Collection entries:
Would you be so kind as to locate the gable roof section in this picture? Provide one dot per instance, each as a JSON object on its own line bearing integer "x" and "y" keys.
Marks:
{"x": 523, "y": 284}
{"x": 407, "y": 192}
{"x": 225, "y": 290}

**PROBLEM DETAILS**.
Repeat all of the data exactly as given.

**OUTPUT BELOW**.
Would you be so kind as to locate the gable roof section in this picture? Provide one dot per instance, each as a JSON object on its own line bearing integer "x" and "y" keys.
Marks:
{"x": 523, "y": 284}
{"x": 407, "y": 192}
{"x": 225, "y": 290}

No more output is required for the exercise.